[![Main Repo](https://img.shields.io/badge/Main_project-cotk-blue.svg?logo=github)](https://github.com/thu-coai/cotk)
[![This Repo](https://img.shields.io/badge/Model_repo-pytorch--seq2seq-blue.svg?logo=github)](https://github.com/thu-coai/seq2seq-pytorch)
[![Coverage Status](https://coveralls.io/repos/github/thu-coai/seq2seq-pytorch/badge.svg?branch=master)](https://coveralls.io/github/thu-coai/seq2seq-pytorch?branch=master)
[![Build Status](https://travis-ci.com/thu-coai/seq2seq-pytorch.svg?branch=master)](https://travis-ci.com/thu-coai/seq2seq-pytorch)

# Seq2Seq (PyTorch)

Seq2seq with attention mechanism is a basic model for single turn dialog. In addition, batch normalization and dropout has been applied. You can also choose beamsearch, greedy, random sample, random sample from top-k when decoding.

You can refer to the following paper for details:

Sutskever, I., Vinyals, O., & Le, Q. V. (2014). Sequence to sequence learning with neural networks. In *Advances in neural information processing systems* (pp. 3104-3112).

Bahdanau, D., Cho, K., & Bengio, Y. (2015). Neural machine translation by jointly learning to align and translate. In *International Conference on Learning Representation*.

## Require Packages

* **python3**
* cotk
* pytorch == 1.0.0
* tensorboardX >= 1.4

## Quick Start

* Using ``cotk download thu-coai/seq2seq-pytorch/master`` to download codes.
* Execute ``python run.py`` to train the model.

Written task A:
Please reproduce the Seq2Seq README word for word, from "You can refer" up to and including "on Learning Representation*.".
Written task B:
Pick up the Seq2Seq README after its final line and keep writing it.
The data after this point is separate from the Seq2Seq README.

Data lines:

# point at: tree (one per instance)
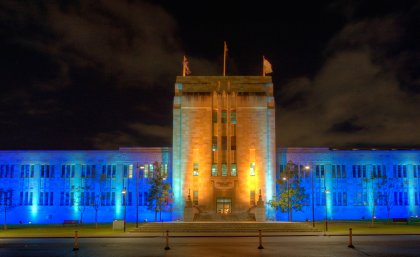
(159, 196)
(6, 203)
(292, 196)
(391, 185)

Written response A:
You can refer to the following paper for details:

Sutskever, I., Vinyals, O., & Le, Q. V. (2014). Sequence to sequence learning with neural networks. In *Advances in neural information processing systems* (pp. 3104-3112).

Bahdanau, D., Cho, K., & Bengio, Y. (2015). Neural machine translation by jointly learning to align and translate. In *International Conference on Learning Representation*.

Written response B:
  * The default dataset is ``OpenSubtitles``. You can use ``--dataset`` to specify other ``dataloader`` class and ``--dataid`` to specify other data path (can be a local path, a url or a resources id). For example: ``--dataset OpenSubtitles --dataid resources://OpenSubtitles``
  * It doesn't use pretrained word vector by default setting. You can use ``--wvclass`` to specify ``wordvector`` class and ``--wvpath`` to specify pretrained word embeddings. For example: ``--wvclass gloves``. For example: ``--dataset Glove --dataid resources://Glove300``
  * If you don't have GPUs, you can add `--cpu` for switching to CPU, but it may cost very long time for either training or test.
* You can view training process by tensorboard, the log is at `./tensorboard`.
  * For example, ``tensorboard --logdir=./tensorboard``. (You have to install tensorboard first.)
* After training, execute  ``python run.py --mode test --restore best`` for test.
  * You can use ``--restore filename`` to specify checkpoints files, which are in ``./model``. For example: ``--restore pretrained-opensubtitles`` for loading ``./model/pretrained-opensubtitles.model``
  * ``--restore last`` means last checkpoint, ``--restore best`` means best checkpoints on dev.
  * ``--restore NAME_last`` means last checkpoint with model named NAME. The same as``--restore NAME_best``.
* Find results at ``./output``.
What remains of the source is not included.